▼▼▼

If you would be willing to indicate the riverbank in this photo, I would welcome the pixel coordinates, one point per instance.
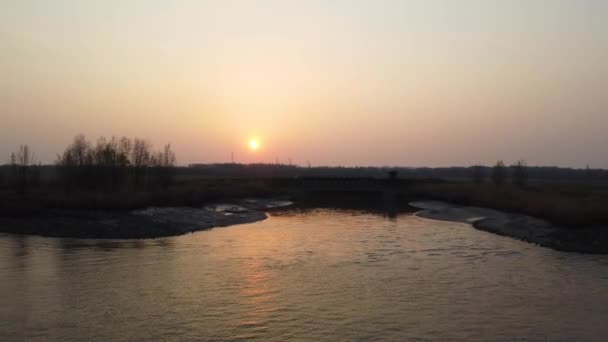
(151, 222)
(522, 227)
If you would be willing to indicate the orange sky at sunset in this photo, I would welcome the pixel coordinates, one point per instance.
(407, 83)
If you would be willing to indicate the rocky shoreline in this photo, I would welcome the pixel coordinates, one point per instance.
(584, 240)
(152, 222)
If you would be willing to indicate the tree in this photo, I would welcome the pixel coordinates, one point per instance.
(520, 173)
(499, 173)
(164, 162)
(140, 159)
(20, 167)
(478, 174)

▲▲▲

**Problem to work on**:
Format the lines of the listing above as a numbered list, leaving out any blank lines and the pictures.

**Task result**:
1. If you would be willing to indicate the riverbank in this photo, I would welcome the pixel coordinates, one point per instance.
2. (151, 222)
3. (522, 227)
4. If you would be willing to indicate the orange sky at sunset in this photo, I would welcome the pixel coordinates, one point per instance.
5. (407, 83)
6. If you would be willing to indicate the rocky shoreline in this photo, I would welcome the pixel coordinates, one point per instance.
7. (584, 240)
8. (152, 222)
9. If you would be willing to indicate the tree in this photo, I would welcome the pixel coordinates, one point per instance.
10. (520, 173)
11. (499, 173)
12. (164, 162)
13. (140, 159)
14. (20, 167)
15. (478, 174)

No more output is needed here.